◆ **ITEMS**:
- - -

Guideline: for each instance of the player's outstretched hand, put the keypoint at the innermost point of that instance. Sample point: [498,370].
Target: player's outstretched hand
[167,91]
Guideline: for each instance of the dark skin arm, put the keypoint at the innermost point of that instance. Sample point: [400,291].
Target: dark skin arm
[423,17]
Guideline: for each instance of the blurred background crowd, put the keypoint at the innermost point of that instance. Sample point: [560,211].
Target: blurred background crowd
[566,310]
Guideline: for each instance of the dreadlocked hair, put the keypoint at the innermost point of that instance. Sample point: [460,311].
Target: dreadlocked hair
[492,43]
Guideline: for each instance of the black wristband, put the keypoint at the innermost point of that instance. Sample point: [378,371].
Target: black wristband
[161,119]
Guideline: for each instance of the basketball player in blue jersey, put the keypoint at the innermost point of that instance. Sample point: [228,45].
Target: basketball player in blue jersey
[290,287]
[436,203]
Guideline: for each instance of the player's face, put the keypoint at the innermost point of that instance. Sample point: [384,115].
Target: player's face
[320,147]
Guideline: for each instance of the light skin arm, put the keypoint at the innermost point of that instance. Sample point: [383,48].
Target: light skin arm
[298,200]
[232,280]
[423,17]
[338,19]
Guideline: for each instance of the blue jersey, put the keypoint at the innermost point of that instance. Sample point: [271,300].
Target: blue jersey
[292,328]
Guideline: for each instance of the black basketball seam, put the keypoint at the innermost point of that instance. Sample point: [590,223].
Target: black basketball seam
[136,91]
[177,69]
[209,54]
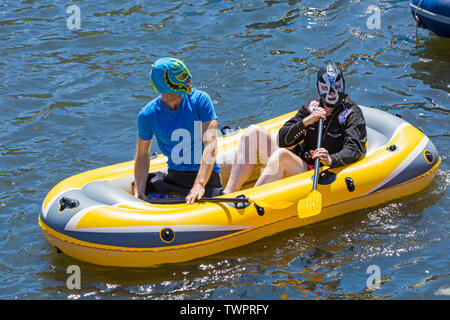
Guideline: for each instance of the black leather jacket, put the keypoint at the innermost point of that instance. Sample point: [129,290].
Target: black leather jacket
[344,133]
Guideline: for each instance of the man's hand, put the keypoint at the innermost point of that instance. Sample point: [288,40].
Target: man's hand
[318,113]
[323,156]
[196,193]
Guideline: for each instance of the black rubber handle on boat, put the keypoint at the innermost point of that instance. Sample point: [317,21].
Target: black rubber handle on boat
[206,199]
[317,163]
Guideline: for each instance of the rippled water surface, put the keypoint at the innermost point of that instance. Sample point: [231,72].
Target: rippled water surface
[69,101]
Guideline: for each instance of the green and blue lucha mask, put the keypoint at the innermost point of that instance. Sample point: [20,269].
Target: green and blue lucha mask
[170,75]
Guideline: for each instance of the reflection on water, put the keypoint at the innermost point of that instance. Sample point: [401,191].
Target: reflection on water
[69,101]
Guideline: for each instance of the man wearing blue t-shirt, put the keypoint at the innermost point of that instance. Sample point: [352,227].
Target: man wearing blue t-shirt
[185,124]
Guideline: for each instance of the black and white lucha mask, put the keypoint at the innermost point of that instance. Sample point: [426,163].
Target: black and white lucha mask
[331,85]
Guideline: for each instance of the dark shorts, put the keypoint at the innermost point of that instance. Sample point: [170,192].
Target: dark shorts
[179,183]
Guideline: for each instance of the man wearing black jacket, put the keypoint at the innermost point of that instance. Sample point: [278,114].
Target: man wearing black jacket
[344,136]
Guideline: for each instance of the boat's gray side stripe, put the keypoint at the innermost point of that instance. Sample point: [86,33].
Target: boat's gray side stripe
[431,15]
[410,158]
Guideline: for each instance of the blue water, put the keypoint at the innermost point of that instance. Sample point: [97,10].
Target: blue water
[69,101]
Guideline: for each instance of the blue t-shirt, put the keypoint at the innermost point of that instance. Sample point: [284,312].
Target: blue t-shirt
[178,131]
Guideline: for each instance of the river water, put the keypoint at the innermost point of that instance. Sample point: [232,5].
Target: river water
[69,99]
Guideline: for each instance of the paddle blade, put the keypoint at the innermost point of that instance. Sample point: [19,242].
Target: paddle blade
[310,206]
[276,205]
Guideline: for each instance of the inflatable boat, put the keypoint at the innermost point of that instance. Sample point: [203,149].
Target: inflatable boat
[93,217]
[433,15]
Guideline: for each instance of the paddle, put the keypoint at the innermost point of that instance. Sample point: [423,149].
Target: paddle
[258,204]
[312,204]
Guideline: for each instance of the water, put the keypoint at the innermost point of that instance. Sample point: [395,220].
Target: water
[69,101]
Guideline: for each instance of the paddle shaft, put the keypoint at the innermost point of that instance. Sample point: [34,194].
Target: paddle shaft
[317,163]
[205,199]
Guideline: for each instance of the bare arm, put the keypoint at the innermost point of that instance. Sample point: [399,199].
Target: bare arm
[209,137]
[141,167]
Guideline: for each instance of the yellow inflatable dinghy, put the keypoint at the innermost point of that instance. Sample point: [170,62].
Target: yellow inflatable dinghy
[93,217]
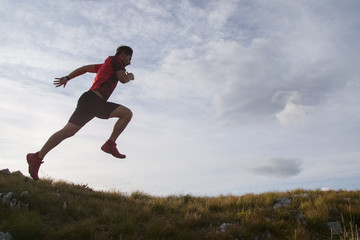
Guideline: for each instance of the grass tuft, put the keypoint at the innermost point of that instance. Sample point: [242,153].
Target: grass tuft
[60,210]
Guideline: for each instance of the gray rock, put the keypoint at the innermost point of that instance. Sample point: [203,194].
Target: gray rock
[335,227]
[6,198]
[5,171]
[282,202]
[5,236]
[24,194]
[224,226]
[18,173]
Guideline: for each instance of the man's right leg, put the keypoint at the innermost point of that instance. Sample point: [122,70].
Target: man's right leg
[35,159]
[68,131]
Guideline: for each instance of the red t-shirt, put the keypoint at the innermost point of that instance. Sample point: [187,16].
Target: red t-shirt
[106,80]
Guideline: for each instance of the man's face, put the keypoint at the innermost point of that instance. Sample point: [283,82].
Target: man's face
[126,59]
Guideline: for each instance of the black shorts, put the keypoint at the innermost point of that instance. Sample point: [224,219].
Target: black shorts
[90,105]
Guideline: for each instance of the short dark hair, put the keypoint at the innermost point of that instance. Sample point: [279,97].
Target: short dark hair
[126,49]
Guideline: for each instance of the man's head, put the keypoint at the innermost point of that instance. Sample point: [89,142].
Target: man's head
[125,52]
[124,49]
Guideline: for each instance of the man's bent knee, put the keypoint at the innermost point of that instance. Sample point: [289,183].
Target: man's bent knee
[70,129]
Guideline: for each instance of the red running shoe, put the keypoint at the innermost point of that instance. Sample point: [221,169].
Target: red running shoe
[110,147]
[34,162]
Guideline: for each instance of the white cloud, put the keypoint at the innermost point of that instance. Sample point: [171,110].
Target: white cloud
[199,65]
[279,167]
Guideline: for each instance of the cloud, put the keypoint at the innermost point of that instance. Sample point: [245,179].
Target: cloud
[279,167]
[293,112]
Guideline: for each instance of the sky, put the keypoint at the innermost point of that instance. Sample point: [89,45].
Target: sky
[229,97]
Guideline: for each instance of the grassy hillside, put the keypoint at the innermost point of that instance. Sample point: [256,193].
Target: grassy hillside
[58,210]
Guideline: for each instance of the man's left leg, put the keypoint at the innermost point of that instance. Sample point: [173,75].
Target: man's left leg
[124,114]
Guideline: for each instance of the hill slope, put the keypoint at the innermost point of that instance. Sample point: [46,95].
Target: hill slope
[58,210]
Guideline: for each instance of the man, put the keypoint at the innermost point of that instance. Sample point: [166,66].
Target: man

- - -

◆ **WHAT IS BEING ASKED**: Working from the lines above, reproduce the material exactly and exclude its pictures.

◆ **EXERCISE OUTPUT**:
Guideline: for each instance of the player's outstretched hand, put the keypoint at the innermost point of that instance. Sample point: [498,370].
Target: player's outstretched hand
[167,91]
Guideline: for each instance of the dark skin arm, put the keypoint at the innermost point of that instance. Sample point: [400,291].
Target: dark skin arm
[423,17]
Guideline: for each instance of the blurred background crowd, put the keypoint at the innermost point of that instance. Sample point: [560,211].
Target: blurred background crowd
[566,310]
Guideline: for each instance of the dreadlocked hair, put the keypoint at the innermost point of that instance. Sample point: [460,311].
Target: dreadlocked hair
[492,43]
Guideline: for each instance of the black wristband, put the keypoint at the innermost point of that instance. Sample point: [378,371].
Target: black wristband
[161,119]
Guideline: for each instance of the basketball player in blue jersey, put the keypoint at the innermost point of that instance. Sample point: [228,45].
Target: basketball player in blue jersey
[290,287]
[436,203]
Guideline: for each instance of the player's face, put the keypoint at the innermost point of that instance. Sample point: [384,115].
Target: player's face
[320,147]
Guideline: for each instance of the light skin arm, put the keypoint at the innermost point of that instance. Sample point: [383,48].
Target: light skin arm
[298,200]
[232,280]
[423,17]
[338,19]
Guideline: for each instance of the blue jersey, put the keypoint at the innermost point of that instance. Sample point: [271,300].
Target: blue jersey
[292,328]
Guideline: for each instance of the black basketball seam, put the keypoint at the innermost point of that instance. Sample point: [590,223].
Target: black basketball seam
[136,91]
[177,69]
[209,54]
Guideline: for each instance of the black leather jacket, put the keypoint at the innermost point of that instance. Sample point: [129,290].
Target: black leather jacket
[344,133]
Guideline: for each instance of the man's hand, put the keypoint at the innermost point of that instance. Sample point: [288,40].
Target: man's hand
[318,113]
[323,156]
[196,193]
Guideline: for each instance of the black rubber handle on boat, put the keypoint at the innermost point of that instance. Sample point: [317,21].
Target: black rubber handle on boat
[206,199]
[317,163]
Guideline: for each instance of the rippled water surface, put the keypoint at the innermost point of that instance. Sample point: [231,72].
Target: rippled water surface
[69,101]
Guideline: for each instance of the green and blue lucha mask, put the keypoint at the innermost point of that instance. Sample point: [20,269].
Target: green and blue lucha mask
[170,75]
Guideline: for each instance of the reflection on water, put the keypoint at the innermost point of that instance. Sample point: [401,191].
Target: reflection on water
[69,101]
Guideline: for each instance of the man wearing blue t-shirt, put the keypoint at the innermost point of that instance. Sample point: [352,227].
Target: man wearing blue t-shirt
[185,124]
Guideline: for each instance of the black and white lucha mask, put the keypoint at the innermost point of that instance. Sample point: [426,163].
Target: black and white lucha mask
[331,85]
Guideline: for each instance of the dark shorts, put the keypoint at the innermost point of that instance. Sample point: [170,192].
Target: dark shorts
[179,183]
Guideline: for each instance of the man wearing black jacket, put the keypoint at the innermost point of that instance. Sample point: [278,114].
Target: man wearing black jacket
[344,136]
Guideline: for each instance of the boat's gray side stripe, put the keypoint at the innermost point of that instance. Sample point: [86,33].
Target: boat's gray side stripe
[431,15]
[410,158]
Guideline: for each instance of the blue water, put the keypoint at the innermost point of that instance. Sample point: [97,10].
Target: blue water
[69,101]
Guideline: for each instance of the blue t-shirt, put the keypoint at the innermost point of that instance. Sample point: [284,312].
Target: blue t-shirt
[178,131]
Guideline: for each instance of the river water, put the keypoint at the innermost point of that instance. Sample point: [232,5].
Target: river water
[69,99]
Guideline: for each instance of the paddle blade, put the keypoint at the innermost point of that instance. Sample point: [19,242].
Target: paddle blade
[310,206]
[276,205]
Guideline: for each instance of the inflatable boat, put the keypoint at the innermost point of that instance. Sample point: [203,149].
Target: inflatable boat
[93,217]
[433,15]
Guideline: for each instance of the paddle, put the keypoint at the innermost point of that instance. Sample point: [423,149].
Target: paddle
[258,204]
[312,204]
Guideline: for each instance of the water, put the keypoint at the innermost point of that instance. Sample point: [395,220].
Target: water
[69,101]
Guideline: for each instance of the paddle shaft, put the keypoint at the innermost point of that instance. Sample point: [34,194].
Target: paddle shaft
[317,163]
[205,199]
Guideline: for each instance of the bare arm, put the keypoint at the innermost point of that instance. Sample point: [399,199].
Target: bare arm
[209,137]
[141,167]
Guideline: for each instance of the yellow inflatable dinghy, put the keypoint at the innermost point of that instance. Sample point: [170,62].
Target: yellow inflatable dinghy
[93,217]
Guideline: for each instance of the grass tuft, put the keypoint at the innermost point of that instance. Sample point: [242,153].
Target: grass tuft
[60,210]
Guideline: for each instance of the gray rock, put the keypoint at the innermost point of that instance. Sample point: [203,194].
Target: gray rock
[335,227]
[6,198]
[5,171]
[282,202]
[5,236]
[24,194]
[224,226]
[18,173]
Guideline: for each instance of the man's right leg, put the keypoint at the innermost point of that instance. Sample point: [122,70].
Target: man's right leg
[35,159]
[68,131]
Guideline: for each instance of the red t-shirt, put the keypoint at the innermost point of that instance. Sample point: [187,16].
Target: red t-shirt
[106,80]
Guideline: for each instance of the man's face, put the keypoint at the innermost point of that instance. Sample point: [283,82].
Target: man's face
[126,59]
Guideline: for each instance of the black shorts, put the keypoint at the innermost point of that instance. Sample point: [224,219].
Target: black shorts
[90,105]
Guideline: for each instance of the short dark hair, put the keypoint at the innermost point of that instance. Sample point: [279,97].
Target: short dark hair
[126,49]
Guideline: for each instance of the man's head, put the keypoint at the innermost point of that instance. Sample point: [89,142].
Target: man's head
[125,52]
[124,49]
Guideline: for each instance of the man's bent knee, put the keypoint at the innermost point of that instance. Sample point: [289,183].
Target: man's bent knee
[70,129]
Guideline: for each instance of the red running shoe, put the keypoint at the innermost point of that instance. Sample point: [221,169].
Target: red running shoe
[110,147]
[34,162]
Guideline: for each instance of the white cloud, put the keypoint at the innermost point of that instance. Sample point: [171,110].
Target: white cloud
[199,65]
[279,167]
Guideline: for each instance of the cloud, put the keypoint at the innermost point of that instance. Sample point: [245,179].
Target: cloud
[279,167]
[293,112]
Guideline: for each instance of the sky, put the keypoint at the innermost point of that instance. Sample point: [89,45].
Target: sky
[229,97]
Guideline: for each instance of the grassy hillside, put the keypoint at the innermost point of that instance. Sample point: [256,193].
Target: grassy hillside
[58,210]
Guideline: for each instance of the man's left leg, put the keypoint at the innermost point of that instance. Sample point: [173,75].
Target: man's left leg
[124,114]
Guideline: for each instance of the hill slope, put the keypoint at the innermost point of that instance. Sample point: [46,95].
Target: hill slope
[58,210]
Guideline: for each instance of the man, put the keypoint at the innermost point of that instance. Sample point: [166,66].
Target: man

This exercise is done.